## Begin Records shown
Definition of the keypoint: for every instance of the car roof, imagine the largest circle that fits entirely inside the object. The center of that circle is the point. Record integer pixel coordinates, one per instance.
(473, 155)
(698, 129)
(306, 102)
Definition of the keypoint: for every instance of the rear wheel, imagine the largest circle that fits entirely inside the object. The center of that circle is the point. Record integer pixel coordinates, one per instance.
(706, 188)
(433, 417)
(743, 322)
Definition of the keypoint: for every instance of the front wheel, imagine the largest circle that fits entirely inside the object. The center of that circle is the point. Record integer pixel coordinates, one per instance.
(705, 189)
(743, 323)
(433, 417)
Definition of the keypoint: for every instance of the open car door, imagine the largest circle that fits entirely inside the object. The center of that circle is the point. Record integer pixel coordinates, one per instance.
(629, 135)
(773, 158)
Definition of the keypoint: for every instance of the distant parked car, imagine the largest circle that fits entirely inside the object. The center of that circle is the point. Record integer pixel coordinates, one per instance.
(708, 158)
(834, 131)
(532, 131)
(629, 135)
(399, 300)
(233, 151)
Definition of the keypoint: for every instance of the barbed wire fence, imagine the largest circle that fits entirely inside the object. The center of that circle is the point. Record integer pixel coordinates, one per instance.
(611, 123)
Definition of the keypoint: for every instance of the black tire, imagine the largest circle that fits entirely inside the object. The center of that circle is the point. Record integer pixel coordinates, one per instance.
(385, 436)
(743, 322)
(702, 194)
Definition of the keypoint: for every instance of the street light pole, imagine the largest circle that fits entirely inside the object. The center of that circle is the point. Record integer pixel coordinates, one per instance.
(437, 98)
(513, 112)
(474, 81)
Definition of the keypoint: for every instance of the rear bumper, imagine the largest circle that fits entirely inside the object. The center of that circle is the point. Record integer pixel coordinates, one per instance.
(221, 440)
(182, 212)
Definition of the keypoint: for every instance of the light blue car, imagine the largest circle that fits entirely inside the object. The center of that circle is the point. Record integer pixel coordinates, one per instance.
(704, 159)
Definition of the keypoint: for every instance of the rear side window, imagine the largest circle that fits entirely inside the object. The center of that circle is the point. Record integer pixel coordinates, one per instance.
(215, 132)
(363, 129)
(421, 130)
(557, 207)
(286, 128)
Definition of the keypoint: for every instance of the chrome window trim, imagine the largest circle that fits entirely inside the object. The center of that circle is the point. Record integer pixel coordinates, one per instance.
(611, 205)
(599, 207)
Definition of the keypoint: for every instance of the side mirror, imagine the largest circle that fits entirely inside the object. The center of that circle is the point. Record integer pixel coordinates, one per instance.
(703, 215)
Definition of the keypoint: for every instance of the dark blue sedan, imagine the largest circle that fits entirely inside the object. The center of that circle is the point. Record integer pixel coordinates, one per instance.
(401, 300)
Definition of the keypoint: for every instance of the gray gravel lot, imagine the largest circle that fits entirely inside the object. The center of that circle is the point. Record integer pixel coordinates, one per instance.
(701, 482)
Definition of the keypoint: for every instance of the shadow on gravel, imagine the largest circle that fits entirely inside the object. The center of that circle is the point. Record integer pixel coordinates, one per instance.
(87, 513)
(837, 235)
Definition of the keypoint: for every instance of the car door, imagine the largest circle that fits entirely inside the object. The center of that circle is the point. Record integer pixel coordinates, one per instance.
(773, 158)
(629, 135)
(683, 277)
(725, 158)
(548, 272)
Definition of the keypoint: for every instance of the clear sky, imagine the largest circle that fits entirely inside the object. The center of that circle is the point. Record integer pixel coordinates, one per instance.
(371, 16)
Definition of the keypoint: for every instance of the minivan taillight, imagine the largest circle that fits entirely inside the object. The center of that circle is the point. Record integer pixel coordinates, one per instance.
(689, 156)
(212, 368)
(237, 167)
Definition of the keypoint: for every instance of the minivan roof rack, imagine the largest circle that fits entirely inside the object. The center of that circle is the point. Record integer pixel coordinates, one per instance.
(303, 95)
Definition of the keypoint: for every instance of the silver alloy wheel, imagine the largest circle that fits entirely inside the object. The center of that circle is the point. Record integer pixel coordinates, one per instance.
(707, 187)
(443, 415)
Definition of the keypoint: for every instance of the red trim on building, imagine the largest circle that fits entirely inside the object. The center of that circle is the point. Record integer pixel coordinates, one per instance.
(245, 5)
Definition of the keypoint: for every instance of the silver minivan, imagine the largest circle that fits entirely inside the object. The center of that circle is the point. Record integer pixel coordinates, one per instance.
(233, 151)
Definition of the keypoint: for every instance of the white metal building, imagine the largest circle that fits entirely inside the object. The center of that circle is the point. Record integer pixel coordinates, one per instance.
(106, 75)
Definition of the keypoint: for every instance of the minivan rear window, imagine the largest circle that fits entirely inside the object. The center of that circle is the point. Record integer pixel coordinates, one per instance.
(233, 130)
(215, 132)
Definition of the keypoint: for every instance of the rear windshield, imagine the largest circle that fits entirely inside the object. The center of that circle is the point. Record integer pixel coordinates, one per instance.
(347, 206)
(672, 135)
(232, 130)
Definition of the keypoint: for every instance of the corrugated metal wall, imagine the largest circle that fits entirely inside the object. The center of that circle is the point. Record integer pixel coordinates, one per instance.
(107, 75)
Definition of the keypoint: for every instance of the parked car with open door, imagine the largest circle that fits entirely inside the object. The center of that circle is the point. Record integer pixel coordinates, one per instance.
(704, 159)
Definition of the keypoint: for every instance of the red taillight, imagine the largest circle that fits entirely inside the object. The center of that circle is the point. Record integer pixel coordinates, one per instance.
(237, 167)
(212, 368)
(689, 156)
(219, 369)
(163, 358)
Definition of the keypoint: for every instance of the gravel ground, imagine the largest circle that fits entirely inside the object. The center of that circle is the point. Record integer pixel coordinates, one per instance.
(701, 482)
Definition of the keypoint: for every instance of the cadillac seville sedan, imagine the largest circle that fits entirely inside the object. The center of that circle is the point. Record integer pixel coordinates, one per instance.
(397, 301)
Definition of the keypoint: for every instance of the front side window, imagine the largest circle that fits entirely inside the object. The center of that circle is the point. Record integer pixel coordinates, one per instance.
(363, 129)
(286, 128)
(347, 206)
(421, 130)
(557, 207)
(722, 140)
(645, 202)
## End Records shown
◆ What the task requires
Quote the data above in full, changing nothing.

◆ Output of the task
Definition of the keypoint: for every instance of the car roof, imagine the largest circle that fits entirely inside the object. The center of that circle is the point. Record integer pixel coordinates, one per instance.
(473, 155)
(698, 129)
(306, 102)
Definition of the keypoint: for every instance of the rear wheel, imagine the largest circle that fits entirely inside the object. The center of that circle is the point. Record integer pixel coordinates, one per instance.
(706, 188)
(433, 417)
(743, 322)
Definition of the keypoint: for every instance of the front wheel, imagine the largest circle that fits entirely inside the object. The center of that circle is the point. Record integer pixel coordinates, one per instance.
(705, 189)
(743, 323)
(433, 417)
Definition of the keypoint: for every instance of the open car door, imagine the largest circle that fits entirely inside the object. The center of that circle is the point. Record integer pixel coordinates, one per instance.
(629, 135)
(773, 158)
Definition of the keypoint: for every instance of the distant parked car, imagine the largest circle that fits entirely inside the object. The center of that circle is the point. Record integer pixel coordinates, one per instance.
(708, 158)
(834, 131)
(532, 131)
(629, 135)
(399, 300)
(233, 151)
Definition of the keypoint: for every instance of the barbed wire fence, imagine the largest circle that fits entirely inside the object. The center of that circle is the point. Record integer pixel coordinates, one per instance.
(611, 123)
Definition of the keypoint: for every instance of the black tire, imagine the largest circle that fits entirely inside the object. The center of that circle is the point. Record integer pixel coordinates, one per instance.
(385, 436)
(743, 322)
(702, 194)
Definition of the keypoint: for every instance of the street light pole, imagine the largest circle that fits entirely inside the object. The center of that circle is the point. Record integer pixel coordinates, one per instance.
(437, 98)
(513, 112)
(474, 81)
Definition of the keypoint: for every instance of the rear bumper, imagine the largest circle that fits entirely inside the object. The center of that circle is the point. Record integer pixel coordinates, one per instance.
(221, 440)
(182, 212)
Definition of the keypoint: for every instance of the light blue car, imagine the largest circle that fits entirely inside the object. The center of that circle is the point. Record integer pixel coordinates, one per instance.
(704, 159)
Definition of the keypoint: for every instance of the rear side window, imagine the largest circle that fits entirely inside the object. The center of that circle is the point. Record integer pixel coordinates, one per instance.
(215, 132)
(363, 129)
(421, 130)
(557, 207)
(286, 128)
Definition of the keypoint: for every instance of the chrome window trim, imagine the largest circle that fits entirely inside the object. The center of that circle is the point. Record integer pixel coordinates, one per instance.
(611, 205)
(599, 207)
Definition of the keypoint: for every instance of the side mirror, imagine the largest circle that fits entirely inside the object. The center of that circle is the point. Record integer pixel coordinates, one per instance.
(703, 215)
Definition of the keypoint: for every instance of the dark blue sedan, imagine the largest circle that fits entirely inside the object. The center of that circle is the point. Record integer pixel coordinates, one per instance.
(401, 300)
Definition of the keypoint: for every instance of the gray gravel lot, imagine the largest circle that fits entirely inside the object. The center of that circle is the point. Record integer pixel coordinates, one per instance.
(701, 482)
Definition of the keypoint: for every instance of the shadow on gravel, imagine the largest circle that fits entirely inside the object. The center of that circle is the point. Record integer pixel coordinates, one per instance.
(87, 513)
(837, 235)
Definition of the keypoint: for every instance of the car door, imagine the largest circle that fits entirely inside the object. The center of that circle is the point. Record integer pixel coordinates, one per instance.
(773, 158)
(629, 135)
(683, 277)
(725, 158)
(548, 272)
Definition of the keypoint: for every instance of the clear sky, imagine the largest circle that fits entirely inside the object. The center of that circle is the point. Record integer pixel coordinates, one per instance.
(371, 16)
Definition of the keypoint: for every instance of the minivan taillight, imagine the largest circle that fits entirely inside the object. The center of that circle is the point. Record integer pixel coordinates, one per instance.
(689, 156)
(212, 368)
(237, 167)
Definition of the keypoint: for every instance of the minivan roof rack, imagine the largest circle that fits entirely inside the object. The center of that circle is the point. Record integer pixel coordinates, one per instance.
(303, 95)
Definition of the keypoint: for every instance of the silver alloy wheel, imagine the largest circle that fits entirely inside the object. The center of that circle is the point. Record integer pixel coordinates, one per instance.
(707, 187)
(443, 415)
Definition of the keypoint: for every instance of the red trim on building, imagine the largest circle that fits entirely inside the object. The center of that circle is the point. Record integer pixel coordinates, one per instance.
(245, 5)
Definition of the keypoint: for every instance of the silver minivan, imagine the largest circle that fits entirely inside the object. The center of that circle is the point. Record integer pixel coordinates, one per instance.
(233, 151)
Definition of the keypoint: for every instance of the white metal building, imagine the largest circle that fits entirely inside the object. The center of that circle is the point. Record integer pixel coordinates, one per instance.
(106, 75)
Definition of the keypoint: for every instance of the minivan rear window, imagine the largest circle that fits entirely inside the object. The center of that circle is the point. Record integer pixel coordinates, one per instance.
(233, 130)
(215, 132)
Definition of the keypoint: for every instance of the rear windshield, imagine the largest circle that fits entirely inside the object. The center of that circle is the point. Record integer pixel coordinates, one per instance.
(347, 206)
(672, 135)
(232, 130)
Definition of the keypoint: for every instance of the corrugated metal wall, imagine the largest circle that fits entirely inside the object. The center of that circle is the point. Record integer pixel coordinates, one per instance.
(107, 75)
Definition of the keypoint: for every instance of the parked car with open door, imagine the largest circle that fits entirely inside the object. The center of that circle is the point. Record integer pixel coordinates, one per instance.
(704, 159)
Definition of the keypoint: for every instance of the red taillight, imagine the largest circle that fits entirely inside the object. The center of that circle is the point. Record integer pixel coordinates, one per instance.
(237, 167)
(212, 368)
(689, 156)
(219, 369)
(163, 358)
Definition of the keypoint: for every instance of the gravel ground, imagine the largest circle that fits entirely inside the object. The center of that circle is the point. Record integer pixel coordinates, one per instance.
(701, 482)
Definition of the keypoint: for every instance of the cadillac seville sedan, imagine the largest circle that fits entirely inside the object. The center of that circle is the point. Record integer pixel coordinates, one per instance.
(397, 301)
Definition of the keypoint: for every instance of the front side window, imagine the largest circle that fits entirely inside the object. The center of that circle is the point. Record integer pixel coordinates, one per instance.
(363, 129)
(286, 128)
(347, 206)
(421, 130)
(557, 207)
(722, 140)
(645, 202)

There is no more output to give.